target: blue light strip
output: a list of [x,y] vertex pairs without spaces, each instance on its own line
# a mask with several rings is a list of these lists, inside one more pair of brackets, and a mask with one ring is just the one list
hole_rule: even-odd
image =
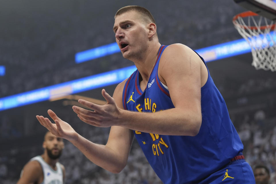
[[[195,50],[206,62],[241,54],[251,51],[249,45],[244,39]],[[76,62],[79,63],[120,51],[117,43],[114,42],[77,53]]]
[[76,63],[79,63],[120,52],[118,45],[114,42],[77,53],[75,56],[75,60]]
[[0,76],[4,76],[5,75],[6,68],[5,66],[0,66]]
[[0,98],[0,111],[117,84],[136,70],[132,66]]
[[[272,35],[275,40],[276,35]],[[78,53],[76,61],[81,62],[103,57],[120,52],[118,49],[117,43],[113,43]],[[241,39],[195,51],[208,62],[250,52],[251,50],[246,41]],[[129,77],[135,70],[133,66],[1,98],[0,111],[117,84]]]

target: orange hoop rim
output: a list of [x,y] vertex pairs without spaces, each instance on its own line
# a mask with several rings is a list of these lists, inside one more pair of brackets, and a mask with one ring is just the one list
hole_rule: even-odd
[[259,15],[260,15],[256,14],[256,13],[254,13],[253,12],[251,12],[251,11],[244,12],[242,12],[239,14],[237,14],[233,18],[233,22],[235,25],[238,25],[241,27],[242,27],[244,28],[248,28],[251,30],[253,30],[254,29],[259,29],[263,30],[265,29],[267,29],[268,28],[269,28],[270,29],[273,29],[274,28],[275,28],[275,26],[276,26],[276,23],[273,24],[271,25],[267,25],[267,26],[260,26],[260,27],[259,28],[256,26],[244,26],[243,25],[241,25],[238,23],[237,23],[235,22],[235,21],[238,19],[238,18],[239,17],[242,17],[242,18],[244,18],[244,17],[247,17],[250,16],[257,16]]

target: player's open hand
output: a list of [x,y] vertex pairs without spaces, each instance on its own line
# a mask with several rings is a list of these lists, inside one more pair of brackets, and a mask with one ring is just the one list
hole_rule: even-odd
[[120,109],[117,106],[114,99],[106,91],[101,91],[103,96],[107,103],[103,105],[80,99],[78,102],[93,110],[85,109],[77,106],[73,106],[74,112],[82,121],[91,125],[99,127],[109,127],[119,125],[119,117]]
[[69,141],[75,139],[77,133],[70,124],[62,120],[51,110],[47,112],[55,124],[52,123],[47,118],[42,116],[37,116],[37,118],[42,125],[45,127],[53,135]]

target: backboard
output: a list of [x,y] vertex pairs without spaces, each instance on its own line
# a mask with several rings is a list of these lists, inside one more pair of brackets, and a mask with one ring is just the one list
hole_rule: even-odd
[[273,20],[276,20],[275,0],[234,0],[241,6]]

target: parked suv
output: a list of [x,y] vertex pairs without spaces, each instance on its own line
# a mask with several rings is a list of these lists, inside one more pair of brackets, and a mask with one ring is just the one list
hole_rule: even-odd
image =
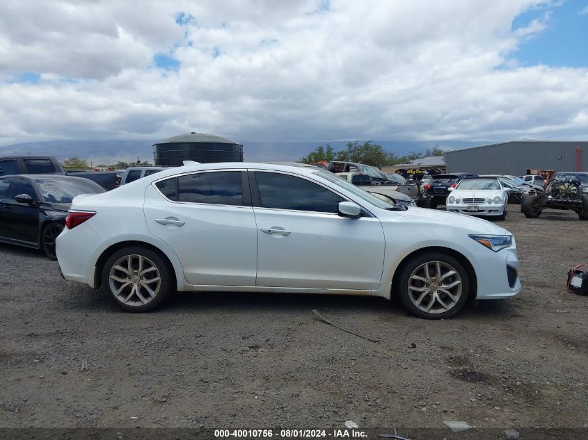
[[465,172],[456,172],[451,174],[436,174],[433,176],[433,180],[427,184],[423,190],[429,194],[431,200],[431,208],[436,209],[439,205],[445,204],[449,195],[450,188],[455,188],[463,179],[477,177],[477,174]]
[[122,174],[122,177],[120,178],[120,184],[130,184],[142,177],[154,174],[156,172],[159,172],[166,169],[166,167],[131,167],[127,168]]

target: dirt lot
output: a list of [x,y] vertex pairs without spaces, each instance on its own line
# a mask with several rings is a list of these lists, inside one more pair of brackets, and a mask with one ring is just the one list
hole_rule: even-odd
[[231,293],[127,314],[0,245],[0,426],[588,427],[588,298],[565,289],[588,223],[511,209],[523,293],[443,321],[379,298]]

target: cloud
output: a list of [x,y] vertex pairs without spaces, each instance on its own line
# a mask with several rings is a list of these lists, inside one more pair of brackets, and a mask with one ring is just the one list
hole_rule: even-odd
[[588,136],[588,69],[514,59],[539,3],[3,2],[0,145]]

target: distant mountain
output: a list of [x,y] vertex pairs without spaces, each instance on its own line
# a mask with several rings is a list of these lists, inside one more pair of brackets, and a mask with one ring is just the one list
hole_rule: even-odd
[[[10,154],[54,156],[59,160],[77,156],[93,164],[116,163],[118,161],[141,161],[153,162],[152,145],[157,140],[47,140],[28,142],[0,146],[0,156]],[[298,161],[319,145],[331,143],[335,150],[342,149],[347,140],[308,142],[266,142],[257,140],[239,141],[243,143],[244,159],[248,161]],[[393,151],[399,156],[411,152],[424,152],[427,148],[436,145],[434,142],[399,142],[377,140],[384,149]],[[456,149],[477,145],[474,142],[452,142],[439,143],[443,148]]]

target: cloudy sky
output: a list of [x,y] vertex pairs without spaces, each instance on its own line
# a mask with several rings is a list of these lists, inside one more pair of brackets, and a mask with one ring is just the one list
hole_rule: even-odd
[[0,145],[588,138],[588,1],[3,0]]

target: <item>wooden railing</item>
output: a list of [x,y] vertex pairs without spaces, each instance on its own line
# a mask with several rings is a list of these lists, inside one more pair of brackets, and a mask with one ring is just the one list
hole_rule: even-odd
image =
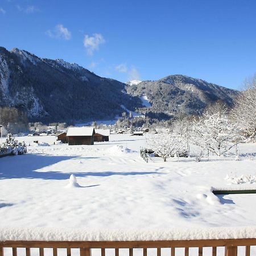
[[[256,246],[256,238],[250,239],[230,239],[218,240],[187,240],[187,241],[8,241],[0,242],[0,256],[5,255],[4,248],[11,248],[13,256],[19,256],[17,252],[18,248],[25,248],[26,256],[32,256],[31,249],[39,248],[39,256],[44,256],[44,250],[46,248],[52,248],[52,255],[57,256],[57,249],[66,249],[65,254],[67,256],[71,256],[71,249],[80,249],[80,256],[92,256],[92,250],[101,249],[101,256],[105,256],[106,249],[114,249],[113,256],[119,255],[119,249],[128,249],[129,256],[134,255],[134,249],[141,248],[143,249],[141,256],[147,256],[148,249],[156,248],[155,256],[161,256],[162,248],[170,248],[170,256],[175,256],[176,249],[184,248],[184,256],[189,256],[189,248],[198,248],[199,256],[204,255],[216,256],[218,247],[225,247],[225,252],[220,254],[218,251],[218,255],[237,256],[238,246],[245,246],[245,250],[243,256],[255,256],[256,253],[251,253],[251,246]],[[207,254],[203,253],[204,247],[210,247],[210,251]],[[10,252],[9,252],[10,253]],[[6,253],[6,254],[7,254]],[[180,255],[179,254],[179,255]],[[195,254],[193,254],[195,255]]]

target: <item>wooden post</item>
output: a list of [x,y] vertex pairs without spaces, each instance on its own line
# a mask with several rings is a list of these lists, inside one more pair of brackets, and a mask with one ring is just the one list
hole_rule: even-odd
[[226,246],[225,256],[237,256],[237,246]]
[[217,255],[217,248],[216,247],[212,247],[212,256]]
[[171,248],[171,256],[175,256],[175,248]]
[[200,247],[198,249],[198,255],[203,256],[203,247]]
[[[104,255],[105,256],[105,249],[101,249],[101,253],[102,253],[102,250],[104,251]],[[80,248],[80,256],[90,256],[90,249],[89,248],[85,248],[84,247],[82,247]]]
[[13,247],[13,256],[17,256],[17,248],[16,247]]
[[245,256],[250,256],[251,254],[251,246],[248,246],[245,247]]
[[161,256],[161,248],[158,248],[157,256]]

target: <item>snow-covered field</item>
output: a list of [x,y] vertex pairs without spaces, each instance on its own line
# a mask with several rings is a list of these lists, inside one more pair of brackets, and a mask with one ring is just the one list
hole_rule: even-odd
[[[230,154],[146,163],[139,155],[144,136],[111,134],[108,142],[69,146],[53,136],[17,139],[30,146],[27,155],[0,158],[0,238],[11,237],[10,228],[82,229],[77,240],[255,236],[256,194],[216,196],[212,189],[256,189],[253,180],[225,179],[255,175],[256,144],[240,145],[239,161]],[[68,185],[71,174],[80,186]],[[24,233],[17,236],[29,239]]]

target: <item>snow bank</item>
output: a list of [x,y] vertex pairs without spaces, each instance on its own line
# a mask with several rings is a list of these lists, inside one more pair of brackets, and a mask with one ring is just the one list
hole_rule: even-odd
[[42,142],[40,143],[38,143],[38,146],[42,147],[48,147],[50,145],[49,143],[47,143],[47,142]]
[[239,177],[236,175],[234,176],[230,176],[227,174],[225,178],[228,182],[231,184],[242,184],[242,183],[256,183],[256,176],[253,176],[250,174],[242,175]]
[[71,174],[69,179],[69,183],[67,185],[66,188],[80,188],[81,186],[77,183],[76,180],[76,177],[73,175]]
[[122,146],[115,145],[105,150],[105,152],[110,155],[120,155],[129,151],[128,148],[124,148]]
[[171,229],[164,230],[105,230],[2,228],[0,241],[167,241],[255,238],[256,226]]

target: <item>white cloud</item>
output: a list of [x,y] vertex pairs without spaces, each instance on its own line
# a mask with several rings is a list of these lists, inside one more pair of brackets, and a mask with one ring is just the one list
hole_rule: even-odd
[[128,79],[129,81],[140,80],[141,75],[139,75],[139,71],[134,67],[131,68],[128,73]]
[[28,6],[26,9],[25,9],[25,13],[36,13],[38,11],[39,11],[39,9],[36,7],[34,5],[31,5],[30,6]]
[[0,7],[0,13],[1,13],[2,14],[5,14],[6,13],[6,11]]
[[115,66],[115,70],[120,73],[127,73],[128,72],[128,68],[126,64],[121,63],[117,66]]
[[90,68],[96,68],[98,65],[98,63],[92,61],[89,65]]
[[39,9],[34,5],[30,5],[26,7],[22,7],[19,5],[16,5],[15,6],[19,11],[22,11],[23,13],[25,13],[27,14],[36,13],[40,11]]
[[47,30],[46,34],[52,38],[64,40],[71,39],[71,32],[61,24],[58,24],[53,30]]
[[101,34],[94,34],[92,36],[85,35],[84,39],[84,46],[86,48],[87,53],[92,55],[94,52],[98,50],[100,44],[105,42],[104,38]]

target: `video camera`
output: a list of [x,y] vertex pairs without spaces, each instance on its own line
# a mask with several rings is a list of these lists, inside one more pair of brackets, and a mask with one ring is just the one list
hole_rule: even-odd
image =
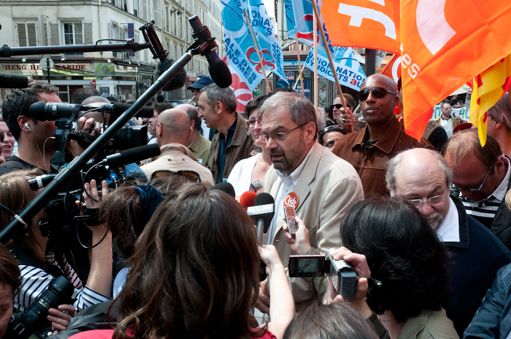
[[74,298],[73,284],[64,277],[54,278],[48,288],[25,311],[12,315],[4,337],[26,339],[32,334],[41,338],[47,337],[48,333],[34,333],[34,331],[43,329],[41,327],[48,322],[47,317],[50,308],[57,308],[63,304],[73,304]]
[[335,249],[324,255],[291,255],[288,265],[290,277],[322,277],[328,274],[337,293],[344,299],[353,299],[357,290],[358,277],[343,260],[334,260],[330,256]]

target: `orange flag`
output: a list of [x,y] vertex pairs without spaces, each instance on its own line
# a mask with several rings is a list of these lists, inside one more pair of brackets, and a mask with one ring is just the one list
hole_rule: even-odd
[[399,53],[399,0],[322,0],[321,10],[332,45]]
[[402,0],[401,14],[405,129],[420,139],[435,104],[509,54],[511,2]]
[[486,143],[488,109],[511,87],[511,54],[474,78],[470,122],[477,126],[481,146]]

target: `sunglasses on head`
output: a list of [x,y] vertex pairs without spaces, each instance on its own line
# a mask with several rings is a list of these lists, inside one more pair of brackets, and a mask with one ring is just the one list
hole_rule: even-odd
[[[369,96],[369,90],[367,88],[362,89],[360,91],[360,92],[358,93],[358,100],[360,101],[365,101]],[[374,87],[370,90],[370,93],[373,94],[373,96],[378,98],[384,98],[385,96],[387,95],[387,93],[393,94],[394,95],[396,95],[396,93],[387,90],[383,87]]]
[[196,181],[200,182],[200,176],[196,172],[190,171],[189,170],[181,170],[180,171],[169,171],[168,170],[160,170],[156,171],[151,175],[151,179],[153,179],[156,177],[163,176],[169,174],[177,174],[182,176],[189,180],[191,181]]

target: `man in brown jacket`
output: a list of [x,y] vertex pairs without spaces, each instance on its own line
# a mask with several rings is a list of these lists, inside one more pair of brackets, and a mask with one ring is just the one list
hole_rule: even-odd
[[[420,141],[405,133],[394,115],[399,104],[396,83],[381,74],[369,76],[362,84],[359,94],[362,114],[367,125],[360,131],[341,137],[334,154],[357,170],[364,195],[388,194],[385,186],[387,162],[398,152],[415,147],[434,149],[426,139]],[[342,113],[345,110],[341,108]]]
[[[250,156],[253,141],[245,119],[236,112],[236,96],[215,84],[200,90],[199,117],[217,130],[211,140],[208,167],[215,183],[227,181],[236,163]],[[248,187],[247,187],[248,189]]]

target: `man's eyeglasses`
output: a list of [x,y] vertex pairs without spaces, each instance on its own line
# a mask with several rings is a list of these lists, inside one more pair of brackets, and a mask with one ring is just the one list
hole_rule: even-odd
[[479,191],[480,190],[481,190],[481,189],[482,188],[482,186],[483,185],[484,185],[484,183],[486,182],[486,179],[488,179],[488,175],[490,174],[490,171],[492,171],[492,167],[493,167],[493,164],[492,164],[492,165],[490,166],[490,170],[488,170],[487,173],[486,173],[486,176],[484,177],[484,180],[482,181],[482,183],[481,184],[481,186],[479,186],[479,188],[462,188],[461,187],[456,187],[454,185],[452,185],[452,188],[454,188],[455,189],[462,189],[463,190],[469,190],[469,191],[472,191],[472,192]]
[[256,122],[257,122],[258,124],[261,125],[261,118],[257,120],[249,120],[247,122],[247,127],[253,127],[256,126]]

## Given task:
Scale the lines from the one holding "target: cloudy sky" through the one holding "[[0,145],[588,138],[588,1],[3,0]]", inclusive. Write them all out again, multiplying each vertex coordinate by 2.6 and rounding to a whole number (halves round up), and leave all other text as it is.

## Problem solution:
target: cloudy sky
output: a list of [x,y] vertex pairs without spaces, each instance on its own line
# a mask with several rings is a list of these lists, inside one more pair of brackets, and a mask with one ring is just the one list
hole_rule: even-odd
[[0,377],[1529,359],[1529,3],[8,0]]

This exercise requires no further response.